→ DOCUMENT EXCERPT
%%

What Maintenance is Required for Polycrystalline Solar Panels？

It is recommended to wipe accumulated dust with clean water every six months, which can improve power generation efficiency by about 10%. Self-inspection of bracket firmness and module cracks is required annually.

If monitoring shows an abnormal drop in daily power generation exceeding 15%, hot spot failures should be investigated. Adhering to scientific maintenance ensures the stable operation of the power station for over 25 years.

Surface Dust Removal

Choosing the Time

The 3.2 mm ultra-white cloth-patterned tempered glass on the surface of polycrystalline silicon panels is extremely sensitive to thermal stress. When the temperature difference caused by uneven heating on the glass surface exceeds 22 °C, internal stress will quickly soar from 50 MPa, increasing the risk of physical explosion.

Between 12:00 and 14:00 at noon in summer, the center temperature of the panels often reaches 65 °C to 75 °C. If normal temperature tap water at 20 °C is used for direct rinsing at this time, the instantaneous strong temperature difference of over 45 °C will cause micro-cracks invisible to the naked eye in the glass.

These micro-cracks will cause the 120 nm thick anti-reflective coating (ARC) to peel off within 18 months, leading to a decrease in light transmittance by 3% to 5% and directly reducing the single-panel output power by more than 15 W.

%%

→ WRITTEN INSTRUCTION 1
According to the solar panel maintenance text, how often should accumulated dust be wiped off the panels?
→ WRITTEN INSTRUCTION 2
Transcribe the solar panel maintenance text word for word, starting with "It is recommended" and going on through "is required annually.".
→ WRITTEN INSTRUCTION 3
Go on with the text on polycrystalline solar panel maintenance from the point where it stops.
The lines that come after this aren't needed for anything here.

→ SUPPLIED ENTRIES
%%

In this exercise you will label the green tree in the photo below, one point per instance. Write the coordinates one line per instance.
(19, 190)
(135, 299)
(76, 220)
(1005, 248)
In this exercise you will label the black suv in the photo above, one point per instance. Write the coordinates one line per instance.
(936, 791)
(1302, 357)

%%
%%

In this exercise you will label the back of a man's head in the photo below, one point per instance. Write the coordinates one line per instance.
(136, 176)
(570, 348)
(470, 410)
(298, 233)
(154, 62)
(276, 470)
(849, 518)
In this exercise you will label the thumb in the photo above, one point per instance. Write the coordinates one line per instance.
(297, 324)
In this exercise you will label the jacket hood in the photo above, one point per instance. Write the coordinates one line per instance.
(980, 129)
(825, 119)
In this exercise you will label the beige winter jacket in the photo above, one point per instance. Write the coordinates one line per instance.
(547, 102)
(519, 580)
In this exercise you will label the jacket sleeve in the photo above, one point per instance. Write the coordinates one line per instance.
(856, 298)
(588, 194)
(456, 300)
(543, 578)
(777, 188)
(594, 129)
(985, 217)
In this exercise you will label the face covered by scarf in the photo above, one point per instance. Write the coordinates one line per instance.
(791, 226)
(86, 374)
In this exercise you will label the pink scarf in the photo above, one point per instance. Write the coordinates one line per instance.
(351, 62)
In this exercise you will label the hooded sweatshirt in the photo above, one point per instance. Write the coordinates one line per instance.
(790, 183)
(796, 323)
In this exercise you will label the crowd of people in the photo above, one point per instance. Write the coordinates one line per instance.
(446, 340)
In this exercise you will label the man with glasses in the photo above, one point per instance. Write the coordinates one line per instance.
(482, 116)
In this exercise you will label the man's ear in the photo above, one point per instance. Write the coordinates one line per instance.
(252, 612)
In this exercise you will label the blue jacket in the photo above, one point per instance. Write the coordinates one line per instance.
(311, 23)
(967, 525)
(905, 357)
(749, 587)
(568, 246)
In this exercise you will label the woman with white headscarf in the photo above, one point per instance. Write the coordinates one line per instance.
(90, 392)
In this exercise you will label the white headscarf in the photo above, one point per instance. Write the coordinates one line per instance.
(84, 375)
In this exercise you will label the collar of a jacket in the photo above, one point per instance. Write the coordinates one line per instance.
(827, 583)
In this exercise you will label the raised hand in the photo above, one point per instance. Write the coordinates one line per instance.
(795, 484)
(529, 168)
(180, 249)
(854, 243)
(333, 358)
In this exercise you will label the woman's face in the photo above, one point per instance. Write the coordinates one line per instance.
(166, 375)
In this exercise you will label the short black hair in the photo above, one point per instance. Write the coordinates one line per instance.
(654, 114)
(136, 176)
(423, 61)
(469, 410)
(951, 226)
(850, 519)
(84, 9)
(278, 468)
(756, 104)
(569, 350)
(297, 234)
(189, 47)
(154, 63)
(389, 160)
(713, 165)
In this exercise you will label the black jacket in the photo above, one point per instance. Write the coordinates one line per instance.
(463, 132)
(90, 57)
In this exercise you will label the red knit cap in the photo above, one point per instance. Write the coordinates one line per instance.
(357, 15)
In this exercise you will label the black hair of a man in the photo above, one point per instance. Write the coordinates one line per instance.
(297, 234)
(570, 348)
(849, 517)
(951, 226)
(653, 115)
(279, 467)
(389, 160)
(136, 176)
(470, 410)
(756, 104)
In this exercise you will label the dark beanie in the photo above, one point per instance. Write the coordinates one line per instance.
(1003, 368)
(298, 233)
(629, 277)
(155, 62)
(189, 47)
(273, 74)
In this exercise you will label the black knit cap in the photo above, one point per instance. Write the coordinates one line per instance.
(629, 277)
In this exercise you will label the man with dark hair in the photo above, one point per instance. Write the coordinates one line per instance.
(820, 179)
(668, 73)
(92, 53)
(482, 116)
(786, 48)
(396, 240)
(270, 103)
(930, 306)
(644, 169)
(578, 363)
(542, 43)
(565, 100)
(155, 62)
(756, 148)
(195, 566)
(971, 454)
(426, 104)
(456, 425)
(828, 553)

%%

→ RESPONSE 1
Every six months, using clean water.

→ RESPONSE 2
It is recommended to wipe accumulated dust with clean water every six months, which can improve power generation efficiency by about 10%. Self-inspection of bracket firmness and module cracks is required annually.

→ RESPONSE 3
It is suggested to strictly control the cleaning window between 06:00 and 08:30 in the morning or after 18:00 in the afternoon. At these times, the module surface temperature is maintained below 30 °C, and the temperature difference with the cleaning water is less than 10 °C, ensuring packaging reliability for 25 years.

Based on an annual natural attenuation rate of 0.5%, choosing a reasonable cleaning time can keep the system's power generation above 92.5% of the initial rated value even after 10 years.

Water Quality Parameters

The Total Dissolved Solids (TDS) content of the cleaning water is a key indicator of maintenance quality.

When high-hardness groundwater with a TDS value exceeding 250 mg/L is used, a calcium and magnesium scale layer with a thickness of about 0.1 mm will remain on the polycrystalline silicon surface after water evaporation.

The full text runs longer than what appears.